TASK
All the data should be repeated exactly. Any image in it is left out.

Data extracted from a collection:
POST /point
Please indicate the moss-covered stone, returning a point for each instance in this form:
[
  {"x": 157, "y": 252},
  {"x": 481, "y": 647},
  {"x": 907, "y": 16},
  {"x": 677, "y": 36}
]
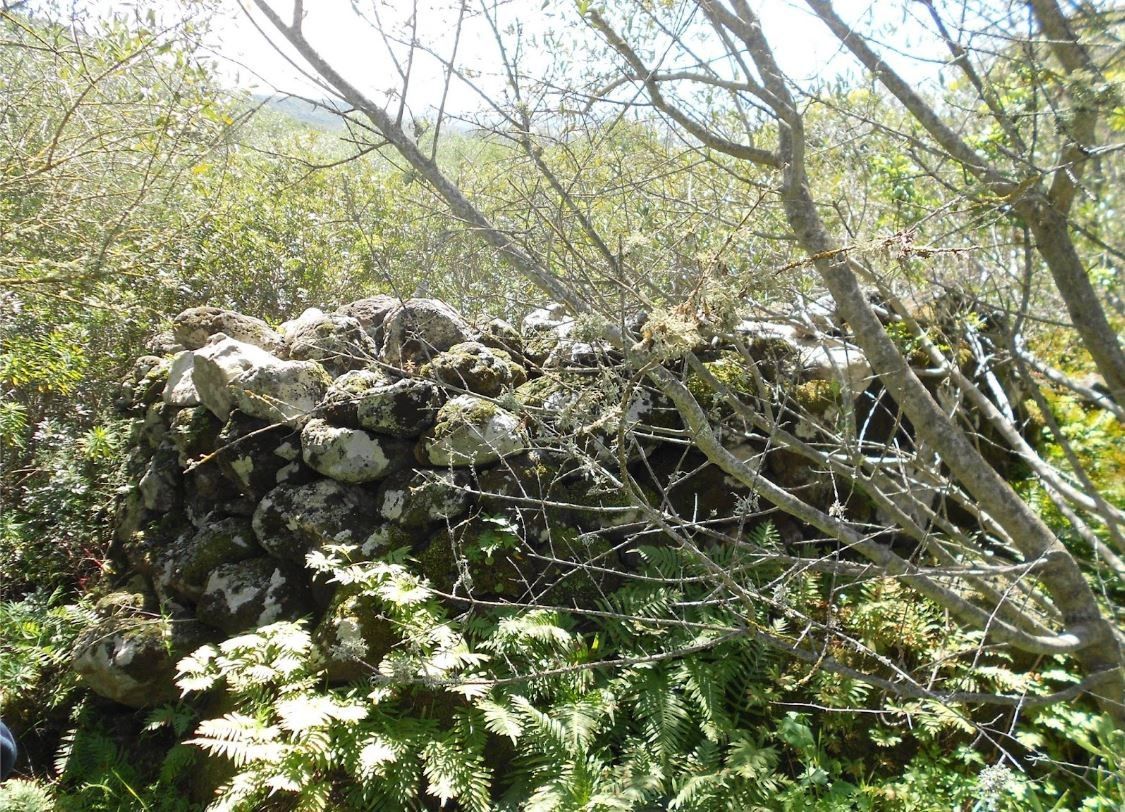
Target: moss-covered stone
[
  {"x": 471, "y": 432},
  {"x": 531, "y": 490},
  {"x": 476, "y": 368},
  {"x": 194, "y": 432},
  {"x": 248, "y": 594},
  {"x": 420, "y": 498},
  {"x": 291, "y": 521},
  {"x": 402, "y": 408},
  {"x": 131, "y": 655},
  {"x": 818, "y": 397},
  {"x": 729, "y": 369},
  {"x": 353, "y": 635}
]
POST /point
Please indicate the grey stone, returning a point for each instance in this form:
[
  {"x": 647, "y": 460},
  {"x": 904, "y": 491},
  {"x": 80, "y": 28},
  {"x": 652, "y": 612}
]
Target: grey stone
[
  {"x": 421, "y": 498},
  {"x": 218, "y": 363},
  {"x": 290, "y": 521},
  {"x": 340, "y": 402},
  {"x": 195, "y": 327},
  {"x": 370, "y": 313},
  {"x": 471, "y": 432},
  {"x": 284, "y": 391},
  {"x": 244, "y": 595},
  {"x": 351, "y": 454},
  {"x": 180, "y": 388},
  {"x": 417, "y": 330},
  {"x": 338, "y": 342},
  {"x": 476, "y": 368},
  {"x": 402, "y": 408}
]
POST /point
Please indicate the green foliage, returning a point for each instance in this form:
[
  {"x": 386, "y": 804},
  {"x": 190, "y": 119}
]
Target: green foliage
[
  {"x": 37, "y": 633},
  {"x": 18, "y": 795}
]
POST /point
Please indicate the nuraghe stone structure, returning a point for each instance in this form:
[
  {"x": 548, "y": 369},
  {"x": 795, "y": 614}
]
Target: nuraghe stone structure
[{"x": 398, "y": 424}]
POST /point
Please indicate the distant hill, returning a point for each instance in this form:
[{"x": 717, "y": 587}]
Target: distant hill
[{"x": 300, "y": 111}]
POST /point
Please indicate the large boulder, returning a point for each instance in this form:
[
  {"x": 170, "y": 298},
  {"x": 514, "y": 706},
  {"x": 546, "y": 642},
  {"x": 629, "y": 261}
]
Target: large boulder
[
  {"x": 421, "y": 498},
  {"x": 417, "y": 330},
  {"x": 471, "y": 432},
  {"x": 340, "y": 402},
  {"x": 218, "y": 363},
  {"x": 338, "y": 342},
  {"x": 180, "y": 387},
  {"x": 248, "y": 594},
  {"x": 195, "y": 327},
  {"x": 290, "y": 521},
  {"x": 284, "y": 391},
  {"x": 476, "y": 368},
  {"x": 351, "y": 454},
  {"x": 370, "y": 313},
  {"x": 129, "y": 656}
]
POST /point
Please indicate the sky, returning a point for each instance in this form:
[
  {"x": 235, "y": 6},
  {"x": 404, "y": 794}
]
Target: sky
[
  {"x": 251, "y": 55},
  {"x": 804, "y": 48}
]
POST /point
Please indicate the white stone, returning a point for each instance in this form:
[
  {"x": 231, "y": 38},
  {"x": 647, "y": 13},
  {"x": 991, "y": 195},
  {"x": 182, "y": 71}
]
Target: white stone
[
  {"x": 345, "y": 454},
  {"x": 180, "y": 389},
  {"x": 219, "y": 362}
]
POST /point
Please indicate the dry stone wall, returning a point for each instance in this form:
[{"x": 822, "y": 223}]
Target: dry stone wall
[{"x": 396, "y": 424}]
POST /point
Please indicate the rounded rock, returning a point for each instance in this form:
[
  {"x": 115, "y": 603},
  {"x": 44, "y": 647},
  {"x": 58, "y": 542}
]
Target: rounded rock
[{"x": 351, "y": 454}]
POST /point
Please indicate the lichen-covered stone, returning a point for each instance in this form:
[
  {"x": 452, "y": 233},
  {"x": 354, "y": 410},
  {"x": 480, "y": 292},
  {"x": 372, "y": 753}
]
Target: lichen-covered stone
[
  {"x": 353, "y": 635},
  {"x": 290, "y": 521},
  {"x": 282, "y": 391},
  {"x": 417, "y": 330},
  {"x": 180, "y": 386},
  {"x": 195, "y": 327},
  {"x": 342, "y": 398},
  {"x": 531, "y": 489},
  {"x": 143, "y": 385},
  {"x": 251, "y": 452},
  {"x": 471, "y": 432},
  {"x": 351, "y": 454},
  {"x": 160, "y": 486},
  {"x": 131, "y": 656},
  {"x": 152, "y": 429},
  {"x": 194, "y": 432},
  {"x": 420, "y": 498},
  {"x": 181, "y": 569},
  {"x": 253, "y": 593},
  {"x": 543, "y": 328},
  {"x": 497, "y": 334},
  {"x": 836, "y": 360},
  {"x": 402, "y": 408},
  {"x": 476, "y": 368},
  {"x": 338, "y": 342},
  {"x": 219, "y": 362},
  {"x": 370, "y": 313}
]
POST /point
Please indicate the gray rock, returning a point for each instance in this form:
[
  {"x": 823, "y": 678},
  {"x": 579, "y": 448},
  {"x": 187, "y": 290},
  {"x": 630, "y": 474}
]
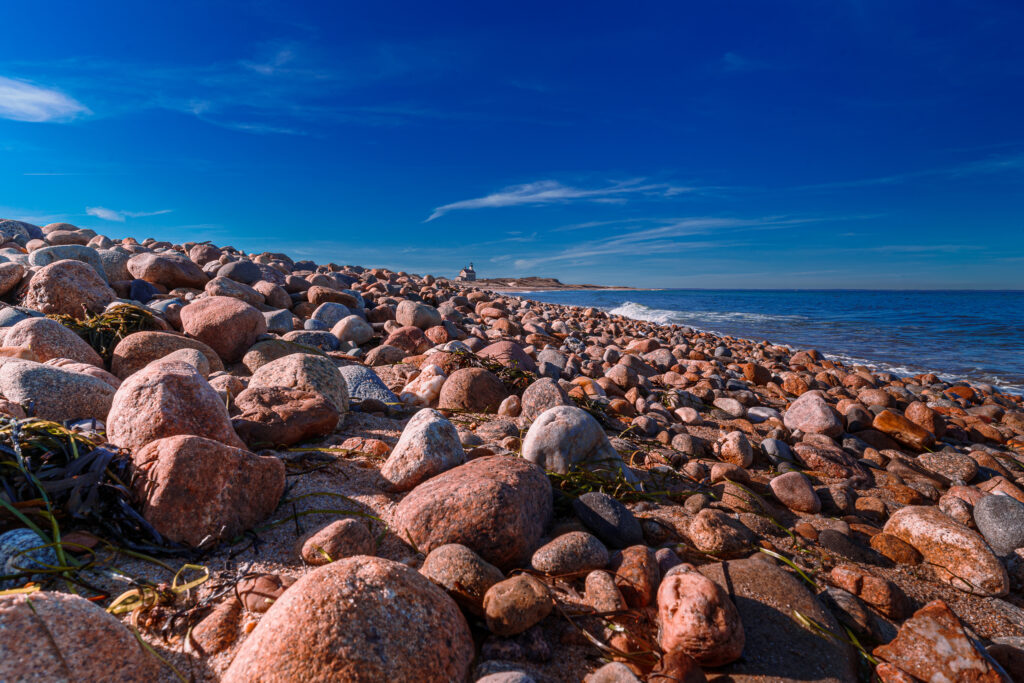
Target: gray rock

RESPONSE
POST /point
Please indicate the moss-covered stone, returning a point for each instance in this form:
[
  {"x": 157, "y": 252},
  {"x": 481, "y": 647},
  {"x": 907, "y": 16},
  {"x": 677, "y": 36}
]
Target: moss-covered stone
[
  {"x": 471, "y": 432},
  {"x": 531, "y": 490},
  {"x": 476, "y": 368},
  {"x": 194, "y": 432},
  {"x": 248, "y": 594},
  {"x": 420, "y": 498},
  {"x": 291, "y": 521},
  {"x": 402, "y": 408},
  {"x": 131, "y": 655},
  {"x": 818, "y": 397},
  {"x": 729, "y": 369},
  {"x": 353, "y": 635}
]
POST /point
Please indicate the grey stone, returning a point for each instance in this form:
[
  {"x": 647, "y": 460},
  {"x": 904, "y": 491},
  {"x": 80, "y": 28},
  {"x": 652, "y": 612}
]
Target: grey stone
[
  {"x": 421, "y": 498},
  {"x": 218, "y": 363},
  {"x": 290, "y": 521},
  {"x": 340, "y": 402},
  {"x": 195, "y": 327},
  {"x": 370, "y": 313},
  {"x": 471, "y": 432},
  {"x": 284, "y": 391},
  {"x": 244, "y": 595},
  {"x": 351, "y": 454},
  {"x": 180, "y": 388},
  {"x": 417, "y": 330},
  {"x": 338, "y": 342},
  {"x": 476, "y": 368},
  {"x": 402, "y": 408}
]
POST /point
Please indicate the green foliage, returning a point for each instance in this form:
[
  {"x": 386, "y": 804},
  {"x": 190, "y": 119}
]
Target: green foliage
[
  {"x": 37, "y": 633},
  {"x": 18, "y": 795}
]
POST /point
Please indicate the nuraghe stone structure, returning a point for each instance in this form:
[
  {"x": 548, "y": 369},
  {"x": 795, "y": 614}
]
Target: nuraghe stone structure
[{"x": 398, "y": 424}]
POST /point
Please indicate the distant hill, returning a point for each instance in this form:
[{"x": 717, "y": 587}]
Target: distant hill
[{"x": 300, "y": 111}]
POST /point
Please indicate the large boulder, returning a point for each instance in this form:
[
  {"x": 170, "y": 298},
  {"x": 514, "y": 706},
  {"x": 546, "y": 642},
  {"x": 629, "y": 261}
]
Target: large boulder
[
  {"x": 421, "y": 498},
  {"x": 417, "y": 330},
  {"x": 471, "y": 432},
  {"x": 340, "y": 402},
  {"x": 218, "y": 363},
  {"x": 338, "y": 342},
  {"x": 180, "y": 387},
  {"x": 248, "y": 594},
  {"x": 195, "y": 327},
  {"x": 290, "y": 521},
  {"x": 284, "y": 391},
  {"x": 476, "y": 368},
  {"x": 351, "y": 454},
  {"x": 370, "y": 313},
  {"x": 129, "y": 656}
]
POST /point
Please indicate the sky, returning a point for each instance in this form:
[
  {"x": 235, "y": 6},
  {"x": 404, "y": 794}
]
Target: sky
[
  {"x": 251, "y": 55},
  {"x": 804, "y": 48}
]
POST /point
Please indicate the white stone, returning a point for each instance in this form:
[
  {"x": 231, "y": 38},
  {"x": 647, "y": 13},
  {"x": 991, "y": 195},
  {"x": 182, "y": 71}
]
Target: white stone
[
  {"x": 345, "y": 454},
  {"x": 180, "y": 389},
  {"x": 219, "y": 362}
]
POST /point
Please indicate the dry stone wall, returning a point for each instance in this form:
[{"x": 822, "y": 223}]
Target: dry stone wall
[{"x": 396, "y": 424}]
POST /point
Please indicate the rounded rock, returning a point for each instance in this form:
[
  {"x": 115, "y": 603},
  {"x": 44, "y": 647},
  {"x": 58, "y": 542}
]
Target: rounded rock
[{"x": 351, "y": 454}]
POST /point
Please indicate the lichen-covered stone, returning a point for each instance in this form:
[
  {"x": 452, "y": 233},
  {"x": 354, "y": 410},
  {"x": 480, "y": 292},
  {"x": 372, "y": 753}
]
Target: lichen-covered stone
[
  {"x": 353, "y": 635},
  {"x": 290, "y": 521},
  {"x": 282, "y": 391},
  {"x": 417, "y": 330},
  {"x": 180, "y": 386},
  {"x": 195, "y": 327},
  {"x": 342, "y": 398},
  {"x": 531, "y": 489},
  {"x": 143, "y": 385},
  {"x": 251, "y": 452},
  {"x": 471, "y": 432},
  {"x": 351, "y": 454},
  {"x": 160, "y": 486},
  {"x": 131, "y": 656},
  {"x": 152, "y": 429},
  {"x": 194, "y": 432},
  {"x": 420, "y": 498},
  {"x": 181, "y": 569},
  {"x": 253, "y": 593},
  {"x": 543, "y": 328},
  {"x": 497, "y": 334},
  {"x": 836, "y": 360},
  {"x": 402, "y": 408},
  {"x": 476, "y": 368},
  {"x": 338, "y": 342},
  {"x": 219, "y": 362},
  {"x": 370, "y": 313}
]
POST /point
Please indicate the gray rock, returning a point for each instance in this form:
[
  {"x": 823, "y": 678},
  {"x": 579, "y": 448},
  {"x": 187, "y": 290},
  {"x": 630, "y": 474}
]
Target: gray rock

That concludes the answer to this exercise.